Exercise text:

At the root of authoritarianism is expectation. Example. I'm typing something on the computer and the wife says something about paying a bill. I get annoyed because I'm in the middle of something, but quickly hide it, because I know she's just doing a normal thing that I'd do myself, i.e., talking to people. But the annoyance was there and the reason -- and here is my insight, or not -- is that I expected to not be interrupted. The expectation is there and consciousness has little to do with it. Pretty obvious, so far, I guess.
Here's another example, perhaps building to a point. I'm walking with one of the kids, committed to the idea that their desires are as valuable as mine, or more so, and they're playing, aimlessly, like bubbles dancing in the wind. But I want to go to the store. And even with my non-authoritarian principles, I get annoyed because goddammit, I want to go to the store. But that's not it, exactly. I expect to go the store. I've already grasped it, made it my own, like Steve Nash expecting to make a free throw as he's shooting (before he's made, or missed, it). The expectation comes before. Well done, Aristotle. You can't understand systems without teleology.
Now let's say you're minding your business and someone punches you in the face for no apparent reason. The relatively simple body cells are pissed off, because they were expecting something else. Closer to consciousness, irritation develops because this was a human consciousness who screwed up your expectation of not getting punched and such things as human consciousnesses operate in terms of an expectationality that has to do with self-serving blame games and trying to manipulate other human consciousnesses to act in accordance with local expectations via what is known as ethics. The response to hurricanes that mess up your day is quite different. Human consciousnesses and hurricanes don't relate like that.

Given records:

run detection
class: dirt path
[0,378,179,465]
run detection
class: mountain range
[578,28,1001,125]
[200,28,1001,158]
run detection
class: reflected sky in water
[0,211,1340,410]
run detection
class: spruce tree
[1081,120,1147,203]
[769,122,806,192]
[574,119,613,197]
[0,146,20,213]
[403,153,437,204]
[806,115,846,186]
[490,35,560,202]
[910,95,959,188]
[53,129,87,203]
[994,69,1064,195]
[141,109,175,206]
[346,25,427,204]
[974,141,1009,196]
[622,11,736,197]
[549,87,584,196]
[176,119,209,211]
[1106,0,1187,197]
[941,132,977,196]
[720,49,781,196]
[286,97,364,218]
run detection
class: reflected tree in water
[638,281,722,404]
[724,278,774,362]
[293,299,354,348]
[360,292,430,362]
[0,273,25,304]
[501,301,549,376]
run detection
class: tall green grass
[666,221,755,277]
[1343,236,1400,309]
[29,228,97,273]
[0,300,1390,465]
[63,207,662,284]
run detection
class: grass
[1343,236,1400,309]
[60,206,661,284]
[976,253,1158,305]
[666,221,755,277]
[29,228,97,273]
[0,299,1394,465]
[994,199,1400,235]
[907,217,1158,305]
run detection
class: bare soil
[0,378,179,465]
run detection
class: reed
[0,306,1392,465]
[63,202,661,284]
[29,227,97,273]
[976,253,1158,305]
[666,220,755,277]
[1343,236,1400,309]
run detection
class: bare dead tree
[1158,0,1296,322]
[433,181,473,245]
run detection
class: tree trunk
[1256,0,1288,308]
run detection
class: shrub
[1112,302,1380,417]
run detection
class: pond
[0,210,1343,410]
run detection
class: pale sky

Task directions: In the essay on expectation, who is cited as expecting to make a free throw while shooting it?

Problem solution: Steve Nash